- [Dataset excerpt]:
++++++
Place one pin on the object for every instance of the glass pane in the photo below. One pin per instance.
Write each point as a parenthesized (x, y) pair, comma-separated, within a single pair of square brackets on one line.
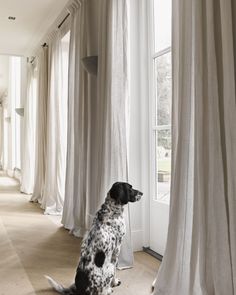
[(162, 24), (163, 126), (163, 89)]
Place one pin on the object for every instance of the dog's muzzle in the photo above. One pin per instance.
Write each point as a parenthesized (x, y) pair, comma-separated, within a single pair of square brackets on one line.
[(138, 196)]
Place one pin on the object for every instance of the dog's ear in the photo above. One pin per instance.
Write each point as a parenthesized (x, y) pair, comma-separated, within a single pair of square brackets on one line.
[(119, 192)]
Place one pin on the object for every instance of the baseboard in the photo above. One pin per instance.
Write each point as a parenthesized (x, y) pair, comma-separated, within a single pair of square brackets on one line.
[(153, 253), (137, 240)]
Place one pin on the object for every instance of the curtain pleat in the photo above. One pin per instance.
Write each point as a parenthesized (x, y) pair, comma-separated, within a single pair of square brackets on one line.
[(41, 123), (28, 155), (201, 245)]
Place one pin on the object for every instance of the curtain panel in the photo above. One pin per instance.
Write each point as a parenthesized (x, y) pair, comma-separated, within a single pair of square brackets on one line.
[(97, 148), (29, 123), (51, 126), (200, 257), (41, 123)]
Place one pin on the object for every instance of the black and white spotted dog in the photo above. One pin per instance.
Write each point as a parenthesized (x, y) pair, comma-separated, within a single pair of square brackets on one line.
[(100, 249)]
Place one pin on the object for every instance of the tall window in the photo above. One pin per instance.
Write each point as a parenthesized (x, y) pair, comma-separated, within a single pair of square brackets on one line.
[(162, 98)]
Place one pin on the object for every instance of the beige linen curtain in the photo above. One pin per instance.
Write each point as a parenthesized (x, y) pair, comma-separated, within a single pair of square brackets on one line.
[(200, 256), (96, 154)]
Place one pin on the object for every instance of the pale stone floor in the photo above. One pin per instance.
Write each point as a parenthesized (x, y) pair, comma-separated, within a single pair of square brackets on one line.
[(33, 244)]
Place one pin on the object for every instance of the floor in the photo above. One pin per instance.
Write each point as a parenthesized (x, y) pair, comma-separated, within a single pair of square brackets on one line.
[(33, 244)]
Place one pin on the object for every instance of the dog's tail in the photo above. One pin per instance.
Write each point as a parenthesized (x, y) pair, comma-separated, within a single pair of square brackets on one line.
[(59, 288)]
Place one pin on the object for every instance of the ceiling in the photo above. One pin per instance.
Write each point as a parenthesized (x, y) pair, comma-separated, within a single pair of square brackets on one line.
[(33, 20), (4, 68)]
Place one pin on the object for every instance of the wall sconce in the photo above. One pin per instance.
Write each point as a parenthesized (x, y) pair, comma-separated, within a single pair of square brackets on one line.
[(20, 111)]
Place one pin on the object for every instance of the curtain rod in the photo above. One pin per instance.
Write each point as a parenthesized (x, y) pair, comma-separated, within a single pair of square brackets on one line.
[(62, 22)]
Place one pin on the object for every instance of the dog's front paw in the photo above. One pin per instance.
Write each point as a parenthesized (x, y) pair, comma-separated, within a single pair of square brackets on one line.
[(116, 282)]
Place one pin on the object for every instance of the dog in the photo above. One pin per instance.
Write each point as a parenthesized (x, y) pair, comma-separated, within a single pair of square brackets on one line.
[(95, 274)]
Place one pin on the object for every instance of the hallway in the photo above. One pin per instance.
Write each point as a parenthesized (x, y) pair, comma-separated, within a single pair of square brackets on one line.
[(33, 244)]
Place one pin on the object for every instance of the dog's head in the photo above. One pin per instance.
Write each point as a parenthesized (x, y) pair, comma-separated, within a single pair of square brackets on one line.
[(122, 193)]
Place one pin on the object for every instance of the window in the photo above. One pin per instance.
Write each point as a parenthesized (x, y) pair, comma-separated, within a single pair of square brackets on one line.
[(161, 116)]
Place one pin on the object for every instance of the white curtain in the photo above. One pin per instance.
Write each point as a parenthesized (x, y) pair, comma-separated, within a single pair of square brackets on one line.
[(54, 183), (29, 123), (97, 148), (200, 256), (41, 125)]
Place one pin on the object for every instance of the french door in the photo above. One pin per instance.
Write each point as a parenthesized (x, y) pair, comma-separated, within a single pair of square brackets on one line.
[(161, 124)]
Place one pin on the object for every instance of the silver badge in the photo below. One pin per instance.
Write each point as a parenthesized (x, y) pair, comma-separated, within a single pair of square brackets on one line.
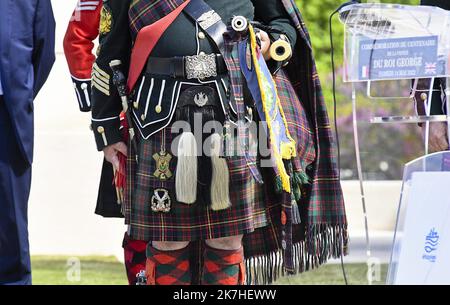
++++++
Rewrite every line of the items above, changing "parenthesized" to "round-bracketed" and keeping everything else identical, and omit the pictures from your output.

- [Finished answer]:
Place one pin on the object for every instance of the glass pane in the photo below. One pin per instance.
Write each point as a round-bracketed (x, y) pair, comma-separated, within a single pair of square brackets on one line.
[(162, 24), (163, 126), (163, 89)]
Place one pin on the object for every instance of the dog's muzzle in the photo above. One pin per instance.
Write each point as a round-bracketed (x, y) pair, comma-separated, within a single pair of square brackets on one line.
[(138, 196)]
Place one pin on the object for every instance of the dog's ear in the photo above. One pin per instance.
Write each point as a round-bracketed (x, y) pair, comma-separated, within a single pair of square brackets on one line.
[(119, 192)]
Place one pin on the object for every instance of the baseboard in the photo above. One pin per instance.
Write each point as a round-bracketed (x, y) pair, comma-separated, within a single pair of square brackets on one line.
[(153, 253), (137, 240)]
Place one pin on the object for every instance of the curtain pleat in the photo above. One pin per instance.
Write each point as a round-bracketed (x, y) pair, comma-separated, within a single pair of square brackets on one line.
[(41, 123), (28, 155), (201, 245)]
Place one pin on the object for every instance of the curtain panel in the photo above. One pin per instance.
Write each point as a round-bracketed (x, y) pair, comma-separated, within a single pair of square brackets on one line.
[(97, 148), (29, 123), (51, 126), (200, 257), (41, 123)]
Place one pin on the object for every instance of the black and white spotted dog in the photo above. One pin per instance.
Write each point as a round-bracketed (x, y) pair, comma-separated, within a single pair of square brackets on one line.
[(100, 249)]
Place one pin on the object for every instance of the tall window in the photo above. One pin per instance.
Write each point as a round-bracketed (x, y) pair, comma-separated, within a single pair of square brackets on one line.
[(162, 98)]
Place one pin on the object for every instance of the beige linen curtain in the photo above. One pin per instance.
Write each point as a round-bracketed (x, y) pair, comma-separated, within a single pair of square brackets on one line.
[(200, 256), (96, 154)]
Place one pin on the object for every instance of the pale stone floor in the photo above. One pin per instance.
Write each point as a round-bracketed (x, y) pair, comma-separated, within a single pair of square brackets on one line.
[(33, 244)]
Place one pin on the object for every instance of the floor in the photo above. One pin per instance.
Write each point as a round-bracketed (x, y) pair, comma-separated, within a single pair of square brackets on one line.
[(33, 244)]
Place one pin on the object for every instance of the dog's tail in the photo above. One pin per instance.
Write each point as a round-bracketed (x, y) pair, comma-separated, within a single pair of square brackets on one line.
[(59, 288)]
Place one pin on the object for every instance of the ceiling in the photo above. One pin per instance.
Write each point as a round-bracketed (x, y) pair, comma-separated, within a single pair of square brackets on one line.
[(33, 20), (4, 68)]
Place one pin on the object for every instance of the wall sconce in the photo above. One pin per instance.
Write each point as a round-bracketed (x, y) pair, comma-separated, within a single pair of square brackets on one line.
[(20, 111)]
Place one pin on the object for every instance of the curtain rod in the photo above. One pin per instance.
Write each point as a round-bracketed (x, y) pair, comma-separated, within a single pair of square brackets on one line.
[(62, 22)]
Place one pin on the object for every instance of the dog's front paw in the photo above. One pin per instance.
Write each point as a round-bracketed (x, y) pair, comma-separated, within a single pair of square brackets on one line.
[(116, 282)]
Place one pin on the object for every instance of the dog in the photo above. One pin per instance.
Write each point as a round-bracketed (x, y) pair, comma-separated, within a single pair of square brackets on one line.
[(95, 274)]
Place one pin on the object for every instance of the hallway in the photo above. One pin per instance.
Write each point as a round-bracketed (x, y) pair, comma-separated, within a single pair of square brackets on one line.
[(33, 244)]
Place one pin on the object for every instance of the dog's head in the photo above. One pin per instance.
Write each point as a round-bracketed (x, y) pair, comma-separated, within a single pair of square brackets on one line.
[(122, 193)]
Place one pin on the object for every instance of the window in the photo above. One pin per instance.
Write each point as a round-bracketed (x, y) pair, comma-separated, within a single pair of square brackets on one line.
[(161, 116)]
Place one pin on the object for every instance of the white curtain in the photo above. One pin per instance.
Write each point as a round-bracketed (x, y) pair, comma-separated, within a single pair of square brackets on one line.
[(54, 183), (29, 123), (97, 148), (200, 256), (41, 125)]
Place one pin on the object for every instance of the french door in the photo above. One pin per instance.
Write each point as a round-bracketed (x, y) pair, comma-separated, within a single pair of square brackets on one line.
[(161, 124)]
Place one pin on the object for every instance of the silver badge in the photo below. One pin per instance.
Write each point as a round-bracketed (x, y) pair, comma-separated, within a single pair of square brackets on one line.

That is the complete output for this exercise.